[[ Given text, beginning ]]

Each SAE lives in a subfolder named `{sae_id}/` containing:
- `sae_weights.safetensors` — encoder/decoder weights
- `cfg.json` — SAELens-compatible config

`hook_name` format: `model.layers.{layer}.hook_resid_post`

## Training Details

| Parameter | Value |
|---|---|
| Hardware | NVIDIA GeForce GTX 1650 Ti Max-Q, 4 GB VRAM, Windows 11 Pro |
| Training time | ~400–600 seconds per SAE |
| Epochs | 300 |
| Batch size | 128 |
| Expansion factor | 4x (2560 → 10240) |
| Model quantization | 4-bit (bitsandbytes) for activation collection |
| Activations | `resid_post` collected during autoregressive generation |
| Training conditions | `mixed` (n=246), `deceptive_only` (n=88), `honest_only` (n=158) |
| LLM classifier | Gemini 2.5 Flash |

## Known Limitations

**JumpReLU threshold not learned (30 SAEs):** All SAEs have `threshold = 0` — functionally ReLU. L0 ≈ 50% of d_sae. TopK SAEs are unaffected.

[[ Given text, end ]]
[[ Source information, beginning ]]

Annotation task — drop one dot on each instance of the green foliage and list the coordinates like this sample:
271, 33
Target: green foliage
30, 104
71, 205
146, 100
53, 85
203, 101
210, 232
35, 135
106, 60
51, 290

[[ Source information, end ]]

**Your goal**
Reproduce the passage of the SAE notes that starts at the words "## Known Limitations" and ends after the words "SAEs are unaffected.".

**Response to this exercise**
## Known Limitations

**JumpReLU threshold not learned (30 SAEs):** All SAEs have `threshold = 0` — functionally ReLU. L0 ≈ 50% of d_sae. TopK SAEs are unaffected.